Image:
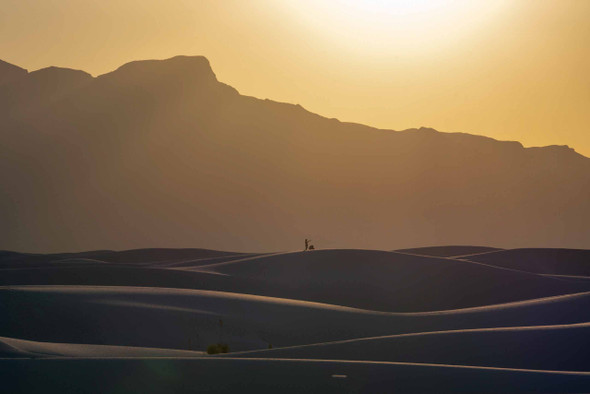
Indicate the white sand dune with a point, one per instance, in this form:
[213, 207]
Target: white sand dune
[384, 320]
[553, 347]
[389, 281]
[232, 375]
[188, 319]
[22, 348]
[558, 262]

- - -

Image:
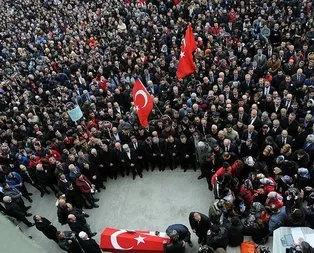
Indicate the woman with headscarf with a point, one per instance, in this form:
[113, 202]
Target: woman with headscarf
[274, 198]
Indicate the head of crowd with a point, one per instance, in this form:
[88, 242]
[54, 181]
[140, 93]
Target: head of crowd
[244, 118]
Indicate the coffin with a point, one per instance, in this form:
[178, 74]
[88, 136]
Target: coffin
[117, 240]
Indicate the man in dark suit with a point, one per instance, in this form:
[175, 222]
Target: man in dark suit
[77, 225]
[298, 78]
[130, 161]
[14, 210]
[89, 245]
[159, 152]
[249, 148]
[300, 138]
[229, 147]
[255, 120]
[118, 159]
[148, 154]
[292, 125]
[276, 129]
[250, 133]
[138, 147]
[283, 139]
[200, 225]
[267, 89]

- - -

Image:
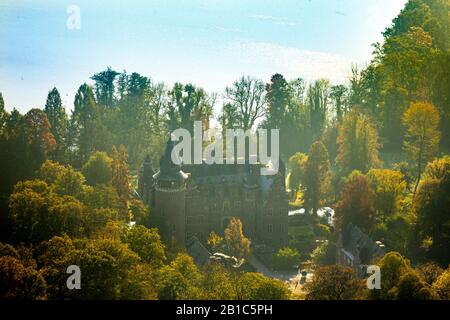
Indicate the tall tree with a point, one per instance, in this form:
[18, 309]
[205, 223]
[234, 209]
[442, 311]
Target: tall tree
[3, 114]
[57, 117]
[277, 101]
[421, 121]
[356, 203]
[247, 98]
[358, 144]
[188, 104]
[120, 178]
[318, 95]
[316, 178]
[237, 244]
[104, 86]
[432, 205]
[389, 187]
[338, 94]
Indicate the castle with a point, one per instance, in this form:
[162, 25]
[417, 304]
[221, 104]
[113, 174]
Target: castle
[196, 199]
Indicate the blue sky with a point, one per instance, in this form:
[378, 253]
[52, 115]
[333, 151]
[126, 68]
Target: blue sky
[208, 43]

- - -

Go through the records above and pick out every line that contains the word "form". Copy each of those lines.

● **Task response**:
Indicate the white sand dune with a point, one per instance, in this form:
Indicate the woman with headscarf with a point, one per instance, in this form:
Indicate the head of crowd with a point, one per instance, in this form:
Indicate the coffin with a point, one per instance, in this form:
Indicate the man in dark suit with a point, one per instance, in this form:
Indicate the tall tree with a point, one per instance, in this form:
Indicate the castle with a point, one per instance, in this form:
Indicate the blue sky with a point, one per instance, in this form:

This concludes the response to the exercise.